Abb. 5: Scherben der Latènezeit aus Wurzeltellern umgestürzter Bäume.

Warum das Auf und Ab in den Äckern?

Man rätselt aus heutiger Sicht über diese eigenwillige Bewirtschaftungsform der Wälle. Aber auch im Mittelalter hat man aufgewölbte Beete angelegt. Noch sind die Forschungen dazu nicht abgeschlossen, aber einige Theorien weisen darauf hin, dass man in feuchten Jahren durch diese Wölbbeete Staunässe vermeiden wollte. Umgekehrt halfen die tiefer liegenden „Rinnen“, in trockenen Sommern die Feuchtigkeit zu speichern. Dies ermöglichte unseren Vorfahren wohl größere Flexibilität, um auf Wetterschwankungen zu reagieren. Weiterhin vermutet die Forschung, dass bestimmte Pflugtypen und Düngemethoden zur Aufwölbung geführt haben könnten.

Alle diese Theorien könnten auch auf die Keltenzeit zutreffen, sind jedoch bisher unbewiesen. Es könnte jedoch ein Zusammenhang mit der überraschend großen Ausdehnung der Celtic Fields im Rhein-Main-Gebiet (Abb.1) bestehen: um unabhängiger vom Wetter zu werden, schufen die urgeschichtlichen Bauerngesellschaften quasi eine doppelgleisiges System zum Preis eines erhöhten Flächenverbrauchs.

 

Wie veränderte der Mensch das Ökosystem?

Auch in den nur 20 Kilometer von Sprendlingen entfernten Wäldern rund um Mörfelden finden sich ‚Celtic Fields’ sowie zahlreiche Grabhügel der Bronze- bis Latènezeit. Uns interessiert diese Region, weil sie in der Nähe des von Christiane Singer publizierten Pollenprofils Mönchbruch liegen. Mit dieser Methode kann die Pflanzenzusammensetzung vergangener Epochen rekonstruiert werden.

 

Veränderungen im Wald

Die Waldentwicklung seit 800 v. Chr. (Keltische Hallstattzeit) kann nach Singer so zusammengefasst werden: Ab etwa 500 v. Chr. kommt es durch menschliche Eingriffe in Form von Waldbeweidung zu einer Auflichtung und zum Rückgang der Laubhölzer zu Gunsten der Kiefer. In den ersten Jahrhunderten nach Christus kommt es dann umgekehrt wieder zu einem Anstieg von Buche, Eiche und anderen Laubhölzern zu Lasten der Kiefer. Der menschliche Eingriff geht vermutlich in Folge der Konflikte und Auseinandersetzungen rund um den Limes und dessen Aufgabe um 260 n. Chr zurück. Ab der Karolingerzeit (800 n.Chr.), also der Zeit des kaiserlichen Wildbanns, breitet sich bis um die Jahrtausendwende die Eiche stark aus, wohl gefördert als Mastbaum und Nahrung für das Jagdwild im damals entstandenen Reichswald und Wildbann Dreieich.

________________________

Aufgabe
Setze den Text über die Celtic Fields und die Waldentwicklung im Rhein-Main-Gebiet im Anschluss an seinen letzten Satz fort. Die Datensätze spielen dabei keine Rolle.

________________________

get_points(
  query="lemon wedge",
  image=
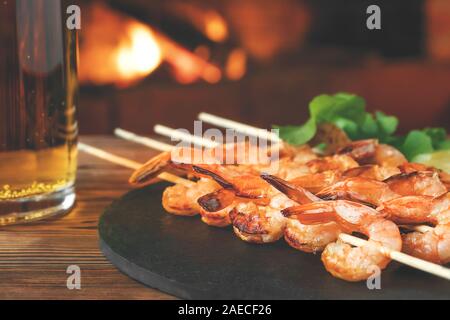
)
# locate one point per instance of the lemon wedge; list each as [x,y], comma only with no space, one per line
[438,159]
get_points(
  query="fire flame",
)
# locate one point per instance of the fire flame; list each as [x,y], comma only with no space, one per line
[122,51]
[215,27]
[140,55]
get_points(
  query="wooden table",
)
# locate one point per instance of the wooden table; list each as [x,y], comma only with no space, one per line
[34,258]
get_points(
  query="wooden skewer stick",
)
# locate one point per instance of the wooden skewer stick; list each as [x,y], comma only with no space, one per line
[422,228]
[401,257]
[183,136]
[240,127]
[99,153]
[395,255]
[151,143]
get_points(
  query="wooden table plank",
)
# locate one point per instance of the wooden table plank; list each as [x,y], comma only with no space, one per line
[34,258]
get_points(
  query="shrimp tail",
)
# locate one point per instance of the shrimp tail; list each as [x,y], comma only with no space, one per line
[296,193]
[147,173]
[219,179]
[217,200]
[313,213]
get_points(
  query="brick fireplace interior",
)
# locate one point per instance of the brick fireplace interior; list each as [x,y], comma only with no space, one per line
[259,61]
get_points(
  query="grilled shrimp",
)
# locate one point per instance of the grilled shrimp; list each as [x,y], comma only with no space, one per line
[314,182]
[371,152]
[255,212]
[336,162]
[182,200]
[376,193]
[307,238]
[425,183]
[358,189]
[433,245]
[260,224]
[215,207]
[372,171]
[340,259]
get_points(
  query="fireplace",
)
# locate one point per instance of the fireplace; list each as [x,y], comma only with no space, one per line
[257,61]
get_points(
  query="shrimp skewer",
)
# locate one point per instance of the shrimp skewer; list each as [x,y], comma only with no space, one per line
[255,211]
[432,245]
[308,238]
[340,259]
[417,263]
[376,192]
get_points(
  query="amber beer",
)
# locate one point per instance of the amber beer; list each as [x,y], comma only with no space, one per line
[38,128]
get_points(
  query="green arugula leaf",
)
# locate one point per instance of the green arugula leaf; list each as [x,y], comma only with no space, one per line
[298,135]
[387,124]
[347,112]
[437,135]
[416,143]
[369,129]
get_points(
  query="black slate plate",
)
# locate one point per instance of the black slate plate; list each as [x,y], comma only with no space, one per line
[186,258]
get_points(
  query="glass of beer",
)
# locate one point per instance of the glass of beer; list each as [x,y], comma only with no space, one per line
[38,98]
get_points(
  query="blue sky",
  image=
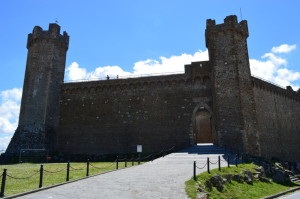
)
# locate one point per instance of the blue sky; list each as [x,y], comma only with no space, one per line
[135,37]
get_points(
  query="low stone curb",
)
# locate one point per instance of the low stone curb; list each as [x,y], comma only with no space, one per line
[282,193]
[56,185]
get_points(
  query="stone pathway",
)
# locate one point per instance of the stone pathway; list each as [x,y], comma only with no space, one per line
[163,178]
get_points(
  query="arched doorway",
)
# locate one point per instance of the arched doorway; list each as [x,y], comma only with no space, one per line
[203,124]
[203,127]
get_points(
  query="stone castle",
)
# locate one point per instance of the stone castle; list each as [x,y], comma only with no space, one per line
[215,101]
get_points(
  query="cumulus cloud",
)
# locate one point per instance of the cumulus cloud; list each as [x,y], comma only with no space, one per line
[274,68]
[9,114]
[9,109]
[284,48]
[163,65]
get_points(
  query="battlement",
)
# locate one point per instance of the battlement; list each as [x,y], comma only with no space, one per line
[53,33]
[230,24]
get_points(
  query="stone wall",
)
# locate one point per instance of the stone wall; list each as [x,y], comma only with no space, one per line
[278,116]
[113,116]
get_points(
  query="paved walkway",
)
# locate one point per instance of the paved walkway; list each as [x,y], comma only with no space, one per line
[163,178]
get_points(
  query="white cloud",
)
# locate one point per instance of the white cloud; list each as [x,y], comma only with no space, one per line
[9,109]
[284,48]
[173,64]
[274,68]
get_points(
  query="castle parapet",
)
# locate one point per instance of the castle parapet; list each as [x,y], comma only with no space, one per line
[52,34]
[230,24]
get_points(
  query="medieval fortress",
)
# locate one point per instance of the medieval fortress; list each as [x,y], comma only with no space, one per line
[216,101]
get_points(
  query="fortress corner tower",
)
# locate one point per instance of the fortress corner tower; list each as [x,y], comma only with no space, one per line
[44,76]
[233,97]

________________________

Lösung
Nachweise von Ackerbau und Viehwirtschaft

Während der von Singer definierten Pollenzone MÖR IIIA, die auf die keltische Laténe-Zeit 360-170 v. Chr. datiert ist, kommt es zu deutlichen Spuren von Ackerbau mit Pollen von Getreide, auch bereits Roggen, sowie den typischen Ackerunkräutern wie Beifuß, Gänsefußgewächse oder Spörgel. Auch Pflanzen, die typisch für eine Grünlandbewirtschaftung aus Heumahd und Weide sind, wurden nachgewiesen. In der Pollenzone MÖR IIIB, die in die nachchristliche Eisenzeit / Römerzeit datiert, gehen die Anzeiger von Viehwirtschaft zurück, während der Ackerbau weiterhin betrieben wird. Ab der Völkerwanderungszeit (500 n. Chr.) kommt es zu einer deutlichen Ausbreitung der Ackerflächen und des Grünlandes. Ab der Karolingerzeit (ab 800 n. Chr.) steigen Roggenpollen deutlich an, da dieses Getreide nun intensiv angebaut wird.

 

Wer war’s: Kelten oder Germanen?

Aus pollenanalytischer Sicht kommen vor allem zwei Datierungszeiträume für die ‚Celtic Fields‘ im Rhein-Main-Gebiet in Frage: die vorchristliche Latènezeit, also die keltische Phase, und die Zeit nach dem Rückzug der Römer aus dem rechtsrheinischen Gebiet, also die Zeit der Völkerwanderung und der Franken. Die bislang bekannten römischen Fluren haben ein deutlich anderes Aussehen und können nach derzeitigem Kenntnisstand ausgeschlossen werden.

 

Fazit

Berücksichtigt man die Lage der Celtic Fields auf den leichten Böden, ist die Keltenzeit als Entstehungszeitraum aus klimatischen Gründen sehr wahrscheinlich. Auch die Hügelgräber zwischen den Fields stammen aus der Hallstattzeit um 700 v. Chr und zeigen uns an, dass dort Siedlungen bestanden. Keramikfunde im Buchenbusch verweisen ebenfalls in die keltische Laténe-Zeit ab 400 v. Chr.. Prinzipiell kann man zum jetzigen Stand zwar die jüngere Bronzezeit wie auch Völkerwanderungszeit und frühestes Mittelalter nicht ausschließen. Aber die bisherigen Indizien sprechen am stärksten für die Eisenzeit des ersten Jahrtausends vor Christus und damit für eine keltisch geprägte Siedlungsperiode als Entstehungszeitraum der alten Ackersysteme im Sprendlinger Wald.

Wichtige Quellen:

Nahrgang, K.: Die Bodenfunde der Ur- und Frühgeschichte im Stadt- und Landkreis Offenbach am Main. – Frankfurt 1967.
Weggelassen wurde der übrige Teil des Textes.